» Text extract:
# ID this scolopendra!



## FwoGiZ (Jul 8, 2008)

This is a VERY tiny scolopendra I've been culturing for a while... it got in one of my viv via some plants or wood...
I think it is scavenging wood but I am not sure, anyway I always found it on wood before starting culturing them in this... mud
In one of the picture, you can see a hydroball to give you a rough estimate of how big it is.
It look a lot like a scolopendra with the numerous legs, is white or tan and frogs LOVE these... no ill effect until then, one of my friend been feeding those to auratus and azureus when out of FF.
Thank you!


----------



## Ed (Sep 19, 2004)

Are you sure it is a centipede? The legs look tiny and close to the body for any of the centipedes.. compare it to pictures of Nannarrup hoffmani 

Ed


----------



## FwoGiZ (Jul 8, 2008)

well at first I thought it was scolopendra since I didn't see any adult form so I thought it was no larvae.. but yeah after a closer look, they might not be scolopendra... what are they? maybe they morph into some type of flies I don't even notice?
i don't think they're nannarup altho there is not much info about these guys... but mine don't look as long
I wish I still had that microscope toy


----------



## frogparty (Dec 27, 2007)

Also, just because its a centipede doesnt mean its a Scolopendra. Those little critters have none of the defining characteristics of the genus at all. Just because one is called Scolopendra doesnt mean they are all in the same genus. If they are centipedes, they might not even be in the same family as scolopendra


----------



## ashb (Dec 9, 2009)

I get these from time to time in my vivaria too and I believe they are centipedes as well. I doubt they are Scolopendra sp though...

» Prompt: In the scolopendra ID thread, which species does Ed suggest comparing the creature to?

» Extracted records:
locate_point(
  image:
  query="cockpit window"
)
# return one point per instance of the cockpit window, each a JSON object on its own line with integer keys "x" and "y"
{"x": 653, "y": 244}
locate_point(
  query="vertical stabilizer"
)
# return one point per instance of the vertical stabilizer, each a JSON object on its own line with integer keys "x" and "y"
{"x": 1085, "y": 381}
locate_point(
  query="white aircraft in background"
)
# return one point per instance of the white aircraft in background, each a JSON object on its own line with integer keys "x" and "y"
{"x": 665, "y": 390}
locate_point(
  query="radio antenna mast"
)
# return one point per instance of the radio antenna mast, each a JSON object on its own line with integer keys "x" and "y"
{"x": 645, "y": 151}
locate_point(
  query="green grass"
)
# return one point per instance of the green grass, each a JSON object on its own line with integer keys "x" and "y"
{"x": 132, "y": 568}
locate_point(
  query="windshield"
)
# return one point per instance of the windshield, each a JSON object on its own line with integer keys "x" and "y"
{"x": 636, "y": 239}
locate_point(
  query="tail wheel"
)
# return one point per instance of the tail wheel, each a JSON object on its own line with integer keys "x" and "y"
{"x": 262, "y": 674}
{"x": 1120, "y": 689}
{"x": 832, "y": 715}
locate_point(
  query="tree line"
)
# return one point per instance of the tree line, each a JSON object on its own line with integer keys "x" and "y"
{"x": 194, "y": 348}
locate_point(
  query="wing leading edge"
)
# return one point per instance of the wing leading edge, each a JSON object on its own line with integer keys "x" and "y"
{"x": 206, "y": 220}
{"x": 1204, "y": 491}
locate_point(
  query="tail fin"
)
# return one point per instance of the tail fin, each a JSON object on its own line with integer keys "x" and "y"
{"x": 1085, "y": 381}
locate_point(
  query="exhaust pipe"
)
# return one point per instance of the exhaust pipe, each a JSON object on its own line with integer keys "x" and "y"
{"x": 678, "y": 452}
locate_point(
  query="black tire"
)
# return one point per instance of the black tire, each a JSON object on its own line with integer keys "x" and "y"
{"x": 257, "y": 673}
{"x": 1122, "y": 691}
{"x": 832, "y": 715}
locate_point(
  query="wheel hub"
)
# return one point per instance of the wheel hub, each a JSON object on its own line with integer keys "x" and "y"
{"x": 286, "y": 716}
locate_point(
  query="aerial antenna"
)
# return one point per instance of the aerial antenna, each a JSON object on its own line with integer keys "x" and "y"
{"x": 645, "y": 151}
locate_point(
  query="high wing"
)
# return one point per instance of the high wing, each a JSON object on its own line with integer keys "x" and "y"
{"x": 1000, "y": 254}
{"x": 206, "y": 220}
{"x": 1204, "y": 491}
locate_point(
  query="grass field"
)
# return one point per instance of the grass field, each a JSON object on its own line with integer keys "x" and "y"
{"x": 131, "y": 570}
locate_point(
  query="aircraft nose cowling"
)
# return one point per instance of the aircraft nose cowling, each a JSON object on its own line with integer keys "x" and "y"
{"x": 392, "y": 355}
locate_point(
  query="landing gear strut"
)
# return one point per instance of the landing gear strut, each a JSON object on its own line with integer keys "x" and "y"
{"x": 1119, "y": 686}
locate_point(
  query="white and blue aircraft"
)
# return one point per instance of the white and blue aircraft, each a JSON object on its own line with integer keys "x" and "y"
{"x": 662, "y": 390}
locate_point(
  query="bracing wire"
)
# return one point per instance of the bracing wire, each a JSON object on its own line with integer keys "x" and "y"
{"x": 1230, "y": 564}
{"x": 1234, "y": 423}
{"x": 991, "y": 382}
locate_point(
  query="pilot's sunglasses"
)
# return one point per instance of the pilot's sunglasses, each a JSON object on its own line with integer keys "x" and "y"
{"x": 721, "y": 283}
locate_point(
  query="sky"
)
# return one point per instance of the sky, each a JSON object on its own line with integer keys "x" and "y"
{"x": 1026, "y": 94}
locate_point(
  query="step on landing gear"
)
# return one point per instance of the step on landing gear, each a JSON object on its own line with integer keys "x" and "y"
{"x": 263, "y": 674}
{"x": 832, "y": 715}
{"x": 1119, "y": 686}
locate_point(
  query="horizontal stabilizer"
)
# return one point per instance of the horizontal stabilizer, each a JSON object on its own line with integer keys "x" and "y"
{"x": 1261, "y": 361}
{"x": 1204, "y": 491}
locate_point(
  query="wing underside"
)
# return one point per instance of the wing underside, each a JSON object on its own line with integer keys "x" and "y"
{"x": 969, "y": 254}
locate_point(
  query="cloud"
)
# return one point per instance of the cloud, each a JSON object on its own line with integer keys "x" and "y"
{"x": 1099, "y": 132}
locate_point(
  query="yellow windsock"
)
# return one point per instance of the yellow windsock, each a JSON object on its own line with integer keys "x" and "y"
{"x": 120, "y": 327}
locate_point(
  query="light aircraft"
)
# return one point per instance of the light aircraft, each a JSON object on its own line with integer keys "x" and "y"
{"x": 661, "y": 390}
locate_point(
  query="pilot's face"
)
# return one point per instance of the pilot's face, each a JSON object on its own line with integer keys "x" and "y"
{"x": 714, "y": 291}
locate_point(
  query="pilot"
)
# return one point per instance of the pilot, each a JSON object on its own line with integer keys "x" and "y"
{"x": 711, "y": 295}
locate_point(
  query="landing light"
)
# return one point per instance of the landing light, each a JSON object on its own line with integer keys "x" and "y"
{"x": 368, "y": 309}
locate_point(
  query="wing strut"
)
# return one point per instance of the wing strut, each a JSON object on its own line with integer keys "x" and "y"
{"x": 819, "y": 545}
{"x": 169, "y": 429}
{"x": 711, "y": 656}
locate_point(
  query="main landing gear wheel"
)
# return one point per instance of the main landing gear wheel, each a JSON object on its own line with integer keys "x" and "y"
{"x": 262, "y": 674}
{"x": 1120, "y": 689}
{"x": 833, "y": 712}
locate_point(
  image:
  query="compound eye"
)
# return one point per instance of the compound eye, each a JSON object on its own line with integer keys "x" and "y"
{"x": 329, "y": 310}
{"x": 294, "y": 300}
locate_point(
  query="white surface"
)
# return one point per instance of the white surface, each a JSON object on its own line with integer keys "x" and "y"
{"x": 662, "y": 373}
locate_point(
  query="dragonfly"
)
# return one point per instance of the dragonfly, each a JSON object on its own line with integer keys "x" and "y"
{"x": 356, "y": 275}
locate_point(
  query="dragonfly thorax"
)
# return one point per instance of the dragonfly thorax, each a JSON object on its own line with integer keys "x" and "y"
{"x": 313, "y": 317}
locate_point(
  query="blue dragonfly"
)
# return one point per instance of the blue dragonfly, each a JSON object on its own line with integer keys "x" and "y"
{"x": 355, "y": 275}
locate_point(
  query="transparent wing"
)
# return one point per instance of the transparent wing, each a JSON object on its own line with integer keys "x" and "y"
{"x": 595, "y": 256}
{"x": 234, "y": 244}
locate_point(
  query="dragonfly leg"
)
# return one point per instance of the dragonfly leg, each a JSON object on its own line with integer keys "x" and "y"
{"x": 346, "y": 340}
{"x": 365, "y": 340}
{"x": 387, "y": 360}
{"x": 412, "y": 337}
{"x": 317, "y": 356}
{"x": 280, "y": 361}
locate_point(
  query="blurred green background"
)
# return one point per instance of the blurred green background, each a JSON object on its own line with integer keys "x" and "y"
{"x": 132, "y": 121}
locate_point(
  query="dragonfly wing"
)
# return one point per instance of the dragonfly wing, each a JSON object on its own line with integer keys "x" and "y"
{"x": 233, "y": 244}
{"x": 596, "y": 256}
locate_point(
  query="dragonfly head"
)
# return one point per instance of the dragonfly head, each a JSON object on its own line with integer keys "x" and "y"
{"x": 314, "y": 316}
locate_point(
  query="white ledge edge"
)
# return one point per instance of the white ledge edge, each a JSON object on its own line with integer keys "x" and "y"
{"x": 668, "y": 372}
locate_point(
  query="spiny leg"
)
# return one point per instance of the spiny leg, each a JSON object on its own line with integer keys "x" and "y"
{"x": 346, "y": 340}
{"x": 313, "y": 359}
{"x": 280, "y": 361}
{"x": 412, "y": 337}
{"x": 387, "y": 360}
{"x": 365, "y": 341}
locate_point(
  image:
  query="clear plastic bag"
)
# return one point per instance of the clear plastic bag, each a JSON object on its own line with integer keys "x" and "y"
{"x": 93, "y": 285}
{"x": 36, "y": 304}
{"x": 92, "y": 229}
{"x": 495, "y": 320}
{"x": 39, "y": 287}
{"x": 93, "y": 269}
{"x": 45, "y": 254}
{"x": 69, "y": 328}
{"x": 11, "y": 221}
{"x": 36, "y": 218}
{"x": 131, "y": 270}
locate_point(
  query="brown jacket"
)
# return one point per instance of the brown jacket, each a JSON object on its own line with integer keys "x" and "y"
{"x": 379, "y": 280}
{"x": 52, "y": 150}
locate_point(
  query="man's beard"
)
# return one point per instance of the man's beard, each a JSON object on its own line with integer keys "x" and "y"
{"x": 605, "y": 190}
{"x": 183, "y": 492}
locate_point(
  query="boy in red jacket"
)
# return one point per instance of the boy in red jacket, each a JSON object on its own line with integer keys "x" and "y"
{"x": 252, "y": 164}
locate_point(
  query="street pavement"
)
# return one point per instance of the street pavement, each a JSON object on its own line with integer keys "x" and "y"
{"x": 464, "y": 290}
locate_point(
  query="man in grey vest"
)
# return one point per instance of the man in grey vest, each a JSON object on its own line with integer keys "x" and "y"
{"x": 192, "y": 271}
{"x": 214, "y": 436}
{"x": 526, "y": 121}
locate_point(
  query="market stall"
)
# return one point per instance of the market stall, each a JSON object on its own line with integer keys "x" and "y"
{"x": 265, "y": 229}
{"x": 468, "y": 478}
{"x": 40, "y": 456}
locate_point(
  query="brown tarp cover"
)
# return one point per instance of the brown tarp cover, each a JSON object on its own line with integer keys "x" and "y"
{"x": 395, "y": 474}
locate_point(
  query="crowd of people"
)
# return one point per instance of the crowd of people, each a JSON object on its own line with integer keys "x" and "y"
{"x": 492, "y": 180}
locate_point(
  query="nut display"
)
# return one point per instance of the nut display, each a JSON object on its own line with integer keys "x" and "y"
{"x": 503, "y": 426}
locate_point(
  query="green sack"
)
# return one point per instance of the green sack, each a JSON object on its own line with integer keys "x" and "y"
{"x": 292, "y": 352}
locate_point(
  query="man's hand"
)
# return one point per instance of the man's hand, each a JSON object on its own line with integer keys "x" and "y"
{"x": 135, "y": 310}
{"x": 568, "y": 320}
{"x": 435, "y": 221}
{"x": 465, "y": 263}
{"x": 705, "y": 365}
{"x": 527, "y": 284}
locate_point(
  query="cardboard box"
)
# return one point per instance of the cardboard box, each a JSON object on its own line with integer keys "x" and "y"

» Task answer: Nannarrup hoffmani